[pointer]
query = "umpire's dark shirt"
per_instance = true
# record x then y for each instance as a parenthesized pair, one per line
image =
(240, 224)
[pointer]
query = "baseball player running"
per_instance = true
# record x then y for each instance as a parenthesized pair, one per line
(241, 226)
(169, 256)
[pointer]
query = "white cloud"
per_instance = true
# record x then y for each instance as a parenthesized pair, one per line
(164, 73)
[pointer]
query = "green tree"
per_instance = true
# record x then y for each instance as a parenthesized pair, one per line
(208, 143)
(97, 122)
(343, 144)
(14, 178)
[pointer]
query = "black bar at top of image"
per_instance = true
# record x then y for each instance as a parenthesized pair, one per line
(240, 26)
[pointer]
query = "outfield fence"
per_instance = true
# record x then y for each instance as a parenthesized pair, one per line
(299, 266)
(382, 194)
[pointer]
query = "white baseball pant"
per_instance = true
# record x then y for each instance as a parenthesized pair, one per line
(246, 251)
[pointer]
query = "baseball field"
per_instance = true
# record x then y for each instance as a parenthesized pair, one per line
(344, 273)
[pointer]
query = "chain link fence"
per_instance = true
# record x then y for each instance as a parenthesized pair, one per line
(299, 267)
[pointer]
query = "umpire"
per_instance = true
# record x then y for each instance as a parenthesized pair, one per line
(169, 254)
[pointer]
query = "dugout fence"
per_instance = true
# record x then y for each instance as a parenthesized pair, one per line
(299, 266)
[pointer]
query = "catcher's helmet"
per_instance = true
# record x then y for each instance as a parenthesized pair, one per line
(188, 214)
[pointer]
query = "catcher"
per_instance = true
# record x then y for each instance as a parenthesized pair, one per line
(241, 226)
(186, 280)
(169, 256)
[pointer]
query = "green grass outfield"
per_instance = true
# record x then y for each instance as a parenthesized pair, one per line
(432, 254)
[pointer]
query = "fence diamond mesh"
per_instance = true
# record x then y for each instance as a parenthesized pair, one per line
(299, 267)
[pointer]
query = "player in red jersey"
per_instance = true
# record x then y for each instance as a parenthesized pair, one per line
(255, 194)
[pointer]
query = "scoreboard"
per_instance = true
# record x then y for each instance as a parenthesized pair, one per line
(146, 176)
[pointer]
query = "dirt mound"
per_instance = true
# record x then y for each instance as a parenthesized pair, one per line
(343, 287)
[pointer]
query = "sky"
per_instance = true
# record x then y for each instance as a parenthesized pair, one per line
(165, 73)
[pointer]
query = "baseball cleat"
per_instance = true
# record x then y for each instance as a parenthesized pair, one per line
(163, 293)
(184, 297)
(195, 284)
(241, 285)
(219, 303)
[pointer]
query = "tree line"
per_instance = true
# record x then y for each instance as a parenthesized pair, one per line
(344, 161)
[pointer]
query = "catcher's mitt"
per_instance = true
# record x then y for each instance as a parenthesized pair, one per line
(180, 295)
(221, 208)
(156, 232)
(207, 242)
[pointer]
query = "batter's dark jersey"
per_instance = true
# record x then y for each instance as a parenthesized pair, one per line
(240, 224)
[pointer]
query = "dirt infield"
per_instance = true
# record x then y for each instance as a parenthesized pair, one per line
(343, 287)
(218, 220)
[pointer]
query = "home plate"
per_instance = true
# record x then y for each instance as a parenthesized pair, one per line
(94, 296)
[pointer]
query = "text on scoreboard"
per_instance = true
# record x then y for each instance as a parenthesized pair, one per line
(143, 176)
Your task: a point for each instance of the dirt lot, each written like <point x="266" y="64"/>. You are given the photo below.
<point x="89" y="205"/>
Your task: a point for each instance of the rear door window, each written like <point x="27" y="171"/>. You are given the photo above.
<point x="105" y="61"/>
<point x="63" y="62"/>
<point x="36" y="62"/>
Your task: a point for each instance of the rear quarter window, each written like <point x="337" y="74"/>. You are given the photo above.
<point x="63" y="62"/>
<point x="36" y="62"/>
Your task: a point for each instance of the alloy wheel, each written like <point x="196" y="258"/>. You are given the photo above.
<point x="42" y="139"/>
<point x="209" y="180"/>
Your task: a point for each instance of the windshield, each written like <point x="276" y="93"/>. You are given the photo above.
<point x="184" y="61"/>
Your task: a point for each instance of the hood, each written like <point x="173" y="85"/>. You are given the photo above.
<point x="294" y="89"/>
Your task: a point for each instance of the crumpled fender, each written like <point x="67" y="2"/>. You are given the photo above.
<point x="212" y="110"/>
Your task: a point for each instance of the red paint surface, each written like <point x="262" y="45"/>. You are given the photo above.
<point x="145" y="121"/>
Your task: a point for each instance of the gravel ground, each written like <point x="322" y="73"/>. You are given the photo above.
-=-=-
TASK DIRECTIONS:
Output the data above without altering a line.

REPLY:
[pointer]
query = "umpire's dark shirt"
per_instance = true
# record x then y for each instance as a parenthesized pair, one per line
image =
(240, 224)
[pointer]
query = "baseball player running"
per_instance = true
# record x then y for each instance as a parenthesized pair, one per line
(241, 226)
(169, 256)
[pointer]
query = "white cloud"
per_instance = true
# record x then y for each instance as a parenthesized pair, one per line
(164, 73)
[pointer]
query = "green tree"
per_instance = true
# record x then y for each instance as a parenthesized pair, one per line
(208, 143)
(97, 122)
(343, 144)
(14, 178)
[pointer]
query = "black bar at top of image"
per_instance = true
# record x then y for each instance as a parenthesized pair, one per line
(240, 26)
[pointer]
query = "outfield fence"
per_instance = true
# record x then y for each instance as a parenthesized pair, one per line
(299, 266)
(382, 194)
[pointer]
query = "white baseball pant"
per_instance = true
# record x then y for each instance as a parenthesized pair, one per line
(246, 251)
[pointer]
query = "baseball field"
per_instance = true
# record x then y for each instance as a parenthesized pair, one per line
(344, 273)
[pointer]
query = "chain link fence"
per_instance = true
# record x then y for each instance as a parenthesized pair, one per line
(299, 267)
[pointer]
query = "umpire"
per_instance = true
# record x then y for each instance as a parenthesized pair, one per line
(169, 254)
[pointer]
query = "dugout fence"
per_instance = true
# record x then y for each instance as a parenthesized pair, one per line
(299, 266)
[pointer]
query = "catcher's helmet"
per_instance = true
# record x then y for each instance as a parenthesized pair, one per line
(188, 214)
[pointer]
query = "catcher"
per_instance = true
# record x then y for each instance as a parenthesized pair, one per line
(241, 226)
(186, 280)
(169, 256)
[pointer]
query = "green grass outfield"
per_instance = true
# record x then y for each instance as a parenthesized pair, one per line
(432, 254)
[pointer]
query = "fence diamond mesh"
per_instance = true
# record x then y for each instance as a parenthesized pair, one per line
(299, 267)
[pointer]
query = "player in red jersey"
per_instance = true
# record x then y for each instance as a parenthesized pair, one per line
(255, 194)
[pointer]
query = "scoreboard"
per_instance = true
# record x then y for each instance as a parenthesized pair, one per line
(146, 176)
[pointer]
query = "dirt mound"
per_instance = true
# record x then y for each instance as a parenthesized pair, one per line
(343, 287)
[pointer]
query = "sky"
per_instance = true
# record x then y for each instance as a parenthesized pair, one per line
(165, 73)
[pointer]
query = "baseball cleat"
per_instance = true
# record x then y for each instance as a parenthesized pair, one per line
(163, 293)
(184, 297)
(195, 284)
(241, 285)
(219, 303)
[pointer]
query = "tree line"
per_instance = true
# record x then y for each instance as a parenthesized pair, one per line
(344, 161)
[pointer]
query = "catcher's mitt"
per_instance = true
# record x then y for each instance as a parenthesized pair, one per line
(180, 295)
(221, 208)
(156, 232)
(207, 242)
[pointer]
query = "batter's dark jersey"
per_instance = true
# record x then y for each instance as a parenthesized pair, one per line
(240, 224)
[pointer]
query = "dirt infield"
per_instance = true
# record x then y for each instance as a parenthesized pair, one per line
(343, 287)
(218, 220)
[pointer]
query = "home plate"
per_instance = true
# record x then y for each instance as a parenthesized pair, one per line
(94, 296)
[pointer]
query = "text on scoreboard"
per_instance = true
# record x then y for each instance as a parenthesized pair, one per line
(143, 176)
Your task: a point for each instance of the dirt lot, each written like <point x="266" y="64"/>. You are given the photo below.
<point x="89" y="205"/>
Your task: a point for each instance of the rear door window, each written like <point x="27" y="171"/>. You are given the photo above.
<point x="105" y="61"/>
<point x="63" y="62"/>
<point x="36" y="62"/>
Your task: a point for each instance of the rear quarter window, each written like <point x="337" y="74"/>. You are given the photo above.
<point x="63" y="62"/>
<point x="36" y="62"/>
Your task: a point for each instance of the alloy wheel, each written like <point x="196" y="258"/>. You are given the photo above.
<point x="42" y="139"/>
<point x="209" y="180"/>
Your task: a point for each instance of the windshield, each written like <point x="276" y="93"/>. You are given the photo above.
<point x="184" y="61"/>
Your task: a point for each instance of the hood, each written like <point x="173" y="85"/>. You are given the photo above.
<point x="294" y="89"/>
Your task: a point for each instance of the crumpled fender, each written like <point x="67" y="2"/>. You are given the photo above.
<point x="212" y="110"/>
Your task: a point for each instance of the red paint surface, each written like <point x="262" y="45"/>. You are given the photo above.
<point x="145" y="121"/>
Your task: a point for each instance of the gravel ground, each written like <point x="322" y="73"/>. You are given the photo above.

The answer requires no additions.